INSTRUCTION 1 —
In the OpenSearch pipeline excerpt, rewrite the paragraph beginning "Now we will create the pipeline" in one shorter sentence that keeps its main facts.
INSTRUCTION 2 —
Extend the OpenSearch pipeline excerpt by writing what comes next, starting right after its final line.

EXCERPT TO READ —

# # #

Now we will create the pipeline for the index, this is how we tell OpenSearch to send the field(s) we wanted translations for to the Comprehend endpoint.

In [None]:
awsauth = AWS4Auth(credentials.access_key, credentials.secret_key,
                   region, 'es', session_token=credentials.token)

path = '/_ingest/pipeline/comprehend_language_identification_pipeline'
url = host + path

headers = {"Content-Type": "application/json"}
payload = {
  "description": "ingest reviews and identify lang with the comprehend model",
  "processors":[
    {
      "ml_inference": {
        "model_id": comprehend_model_id,
        "input_map": [
            {
               "Text": "Text"
            }
        ],
        "output_map": [
            {
                
            "detected_language": "response.Languages[0].LanguageCode",
            "language_score": "response.Languages[0].Score"
            }
        ]
      }
    }
  ]
}
response = requests.put(url, auth=awsauth, json=payload, headers=headers)
print(response.json())

#### Step 11. Create the Comprehend index & test

Next we create the index using the pipeline.  

In [None]:
awsauth = AWS4Auth(credentials.access_key, credentials.secret_key,
                   region, 'es', session_token=credentials.token)

index_name = 'comprehend_lang_ident_test01'
path = '/' + index_name

headers = {"Content-Type": "application/json"}

index_settings = {
    "settings": {
        "index": {
            "default_pipeline": "comprehend_language_identification_pipeline"

# # #

DATASET ENTRIES —
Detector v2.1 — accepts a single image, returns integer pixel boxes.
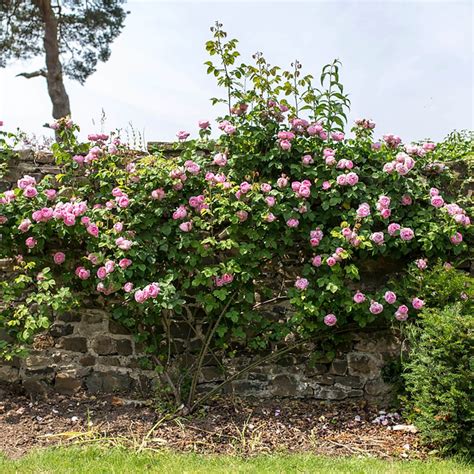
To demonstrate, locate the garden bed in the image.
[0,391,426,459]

# # #

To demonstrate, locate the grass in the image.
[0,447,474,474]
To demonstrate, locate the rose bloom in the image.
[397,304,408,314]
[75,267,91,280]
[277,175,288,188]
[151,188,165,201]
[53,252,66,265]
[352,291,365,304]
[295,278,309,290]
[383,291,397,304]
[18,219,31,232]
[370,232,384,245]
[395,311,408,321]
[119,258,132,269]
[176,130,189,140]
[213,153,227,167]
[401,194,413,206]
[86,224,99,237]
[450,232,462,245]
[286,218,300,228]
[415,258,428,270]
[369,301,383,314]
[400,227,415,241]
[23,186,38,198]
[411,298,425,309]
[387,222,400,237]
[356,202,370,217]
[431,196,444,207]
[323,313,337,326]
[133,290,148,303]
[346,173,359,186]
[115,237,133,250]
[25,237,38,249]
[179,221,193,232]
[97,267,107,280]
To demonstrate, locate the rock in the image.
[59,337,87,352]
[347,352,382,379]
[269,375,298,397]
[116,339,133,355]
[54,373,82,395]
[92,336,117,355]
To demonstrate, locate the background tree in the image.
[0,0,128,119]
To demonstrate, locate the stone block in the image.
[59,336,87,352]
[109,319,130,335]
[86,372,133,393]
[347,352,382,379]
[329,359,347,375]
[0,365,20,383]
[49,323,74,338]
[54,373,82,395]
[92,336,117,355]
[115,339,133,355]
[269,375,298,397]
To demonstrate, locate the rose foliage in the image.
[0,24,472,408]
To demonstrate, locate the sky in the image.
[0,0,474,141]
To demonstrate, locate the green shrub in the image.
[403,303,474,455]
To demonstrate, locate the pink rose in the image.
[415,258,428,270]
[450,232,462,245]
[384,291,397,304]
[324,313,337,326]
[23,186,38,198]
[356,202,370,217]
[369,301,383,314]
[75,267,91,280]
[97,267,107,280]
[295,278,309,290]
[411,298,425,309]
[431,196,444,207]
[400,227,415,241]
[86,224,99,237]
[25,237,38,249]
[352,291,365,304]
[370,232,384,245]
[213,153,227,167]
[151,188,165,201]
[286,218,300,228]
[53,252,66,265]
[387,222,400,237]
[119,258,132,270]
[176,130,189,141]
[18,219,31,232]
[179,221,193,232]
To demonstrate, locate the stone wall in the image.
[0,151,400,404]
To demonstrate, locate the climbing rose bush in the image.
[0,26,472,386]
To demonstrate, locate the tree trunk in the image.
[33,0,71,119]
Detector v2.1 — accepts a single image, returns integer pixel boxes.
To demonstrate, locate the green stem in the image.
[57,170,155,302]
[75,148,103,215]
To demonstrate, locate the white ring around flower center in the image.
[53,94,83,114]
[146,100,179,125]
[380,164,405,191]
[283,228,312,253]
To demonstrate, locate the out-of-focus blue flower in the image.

# # #

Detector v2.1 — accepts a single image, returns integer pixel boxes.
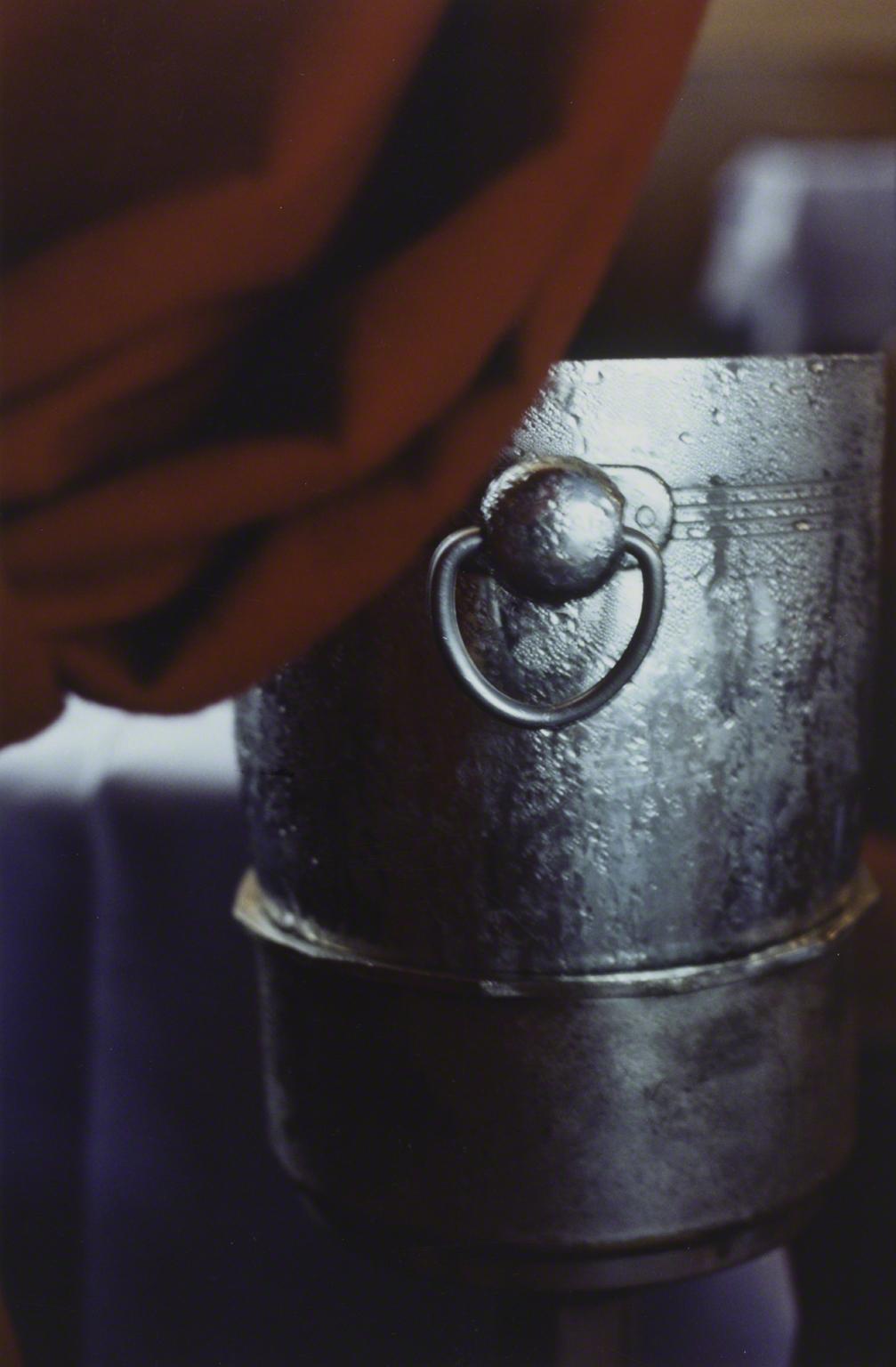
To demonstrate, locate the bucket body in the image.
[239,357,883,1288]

# # #

EXERCISE OUTPUT 1 —
The next step creates the index pipeline, which has OpenSearch send the fields that need translation to the Comprehend endpoint.

EXERCISE OUTPUT 2 —
        }
    }
}

# Send the PUT request to create the index
url = host + path
response = requests.put(url, auth=awsauth, json=index_settings, headers=headers)

# Print the response
print(response.json())

In [None]:
index_name = 'comprehend_lang_ident_test01'
path = '/' + index_name + '/_doc/'

headers = {"Content-Type": "application/json"}

# Define the document to index
document = {
    "Text": "parlez vous francais?"
}

url = host + path
response = requests.post(url, auth=awsauth, json=document, headers=headers)


print(response.json())

doc_id = response.json()['_id']

# Retrieve the indexed document
get_path = '/' + index_name + '/_doc/' + doc_id
get_url = host + get_path
get_response = requests.get(get_url, auth=awsauth, headers=headers)

# Print the retrieved document
print(get_response.json())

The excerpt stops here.